- What you are asked to do -
Print all entries word for word.

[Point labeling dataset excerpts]
____________________
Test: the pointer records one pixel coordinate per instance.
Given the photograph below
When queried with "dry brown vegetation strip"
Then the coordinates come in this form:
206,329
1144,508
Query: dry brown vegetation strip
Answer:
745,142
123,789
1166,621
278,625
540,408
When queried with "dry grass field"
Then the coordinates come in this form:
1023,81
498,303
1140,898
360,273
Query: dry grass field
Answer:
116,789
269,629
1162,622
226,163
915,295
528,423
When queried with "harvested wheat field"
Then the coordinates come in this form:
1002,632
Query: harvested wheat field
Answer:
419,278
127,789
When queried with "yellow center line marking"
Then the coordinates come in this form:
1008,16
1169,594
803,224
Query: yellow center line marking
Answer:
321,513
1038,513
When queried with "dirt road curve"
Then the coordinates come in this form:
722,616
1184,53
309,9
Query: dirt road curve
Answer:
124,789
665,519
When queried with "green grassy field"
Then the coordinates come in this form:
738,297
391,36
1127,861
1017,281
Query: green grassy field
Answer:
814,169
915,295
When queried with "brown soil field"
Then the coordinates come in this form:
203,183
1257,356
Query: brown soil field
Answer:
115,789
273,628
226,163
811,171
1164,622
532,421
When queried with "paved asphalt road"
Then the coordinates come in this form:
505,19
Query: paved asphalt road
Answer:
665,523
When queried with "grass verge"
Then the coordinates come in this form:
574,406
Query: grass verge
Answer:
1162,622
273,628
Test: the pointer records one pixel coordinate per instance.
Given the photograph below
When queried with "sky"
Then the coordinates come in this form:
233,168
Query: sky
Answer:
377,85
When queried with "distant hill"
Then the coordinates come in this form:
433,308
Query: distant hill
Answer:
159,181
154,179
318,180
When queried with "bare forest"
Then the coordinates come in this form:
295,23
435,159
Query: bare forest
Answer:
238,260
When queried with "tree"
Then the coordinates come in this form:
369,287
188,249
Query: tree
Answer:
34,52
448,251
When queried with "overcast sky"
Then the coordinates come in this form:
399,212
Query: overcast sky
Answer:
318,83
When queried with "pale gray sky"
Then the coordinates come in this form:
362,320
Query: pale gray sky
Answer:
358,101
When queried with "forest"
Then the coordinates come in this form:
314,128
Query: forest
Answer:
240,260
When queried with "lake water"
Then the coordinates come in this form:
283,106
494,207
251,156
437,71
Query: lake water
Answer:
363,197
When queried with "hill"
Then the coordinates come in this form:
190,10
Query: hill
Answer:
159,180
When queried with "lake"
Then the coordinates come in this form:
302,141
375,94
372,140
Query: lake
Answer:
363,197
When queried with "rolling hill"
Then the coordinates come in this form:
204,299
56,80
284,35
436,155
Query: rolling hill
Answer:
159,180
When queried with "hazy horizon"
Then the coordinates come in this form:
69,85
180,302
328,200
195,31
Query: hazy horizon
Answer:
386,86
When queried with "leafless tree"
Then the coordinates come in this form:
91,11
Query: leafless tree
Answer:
____________________
- Answer to this problem -
Test: the pointer records one pixel coordinate per instance.
Given the photograph below
When queried with "dry brown vegetation strip"
Then the coordinates come in this form:
206,329
1144,508
Query: dry brown vegetation strip
Answer:
745,142
123,789
1166,621
278,625
540,408
When queried with "dry grass field"
Then the coordinates come in this form:
1023,81
498,303
1140,898
360,273
Query: dry grass field
Answer:
116,789
269,629
1162,622
226,163
915,295
528,423
When queried with "harvested wheat field"
Then the coordinates come in this form:
1002,632
Query: harvested wheat field
Answer:
419,278
127,789
When queried with "yellow center line marking"
Then the coordinates come in this form:
1008,16
1169,594
803,224
Query: yellow center line marking
Answer:
321,513
1038,513
When queried with "dirt road curve"
Then the coordinates come in this form:
722,616
1184,53
309,9
Query: dirt road curve
Answer:
124,789
665,519
When queried with "green grassy field"
Then the coordinates come in this form:
738,297
391,36
1127,861
1017,281
Query: green grassy field
Answer:
814,169
915,295
When queried with "brown soil field"
Then the coordinates come in this form:
203,183
1257,356
Query: brown soil field
Answer:
115,789
273,628
226,163
811,171
1164,622
532,421
When queried with "paved asphalt road"
Then the coordinates come in this form:
505,19
Query: paved asphalt road
Answer:
665,523
When queried with "grass verge"
Then the coordinates come in this form:
574,406
Query: grass verge
Answer:
1162,622
273,628
Test: the pointer records one pixel coordinate per instance.
Given the photograph below
When queried with "sky"
Then the coordinates come in this form:
233,168
Query: sky
Answer:
377,85
When queried with "distant hill"
Then the coordinates come in this form:
433,308
Query: distant hill
Answer:
159,181
154,179
318,180
When queried with "bare forest"
Then the coordinates come in this form:
295,23
435,159
Query: bare forest
Answer:
238,260
When queried with "tree"
Then the coordinates come in this form:
369,287
188,249
Query: tree
Answer:
34,52
448,251
When queried with "overcast sky"
Then the coordinates come in this form:
399,212
Query: overcast sky
Answer:
318,83
When queried with "pale gray sky"
Then the coordinates come in this form:
362,320
Query: pale gray sky
Answer:
358,101
When queried with "forest"
Then the coordinates come in this form:
314,128
Query: forest
Answer:
240,260
When queried with "lake water"
Then the coordinates come in this form:
283,106
494,207
251,156
437,71
Query: lake water
Answer:
363,197
When queried with "hill"
Then the coordinates come in this form:
190,10
Query: hill
Answer:
159,180
When queried with "lake"
Then the coordinates come in this form:
302,141
375,94
372,140
Query: lake
Answer:
363,197
When queried with "rolling hill"
Then the coordinates come in this form:
204,299
56,80
284,35
436,155
Query: rolling hill
Answer:
159,180
When queried with "hazy horizon"
Then the coordinates come in this form:
69,85
180,302
328,200
195,31
Query: hazy horizon
Answer:
386,86
When queried with "leafless tree"
Then the coordinates come in this form:
91,11
Query: leafless tree
Answer:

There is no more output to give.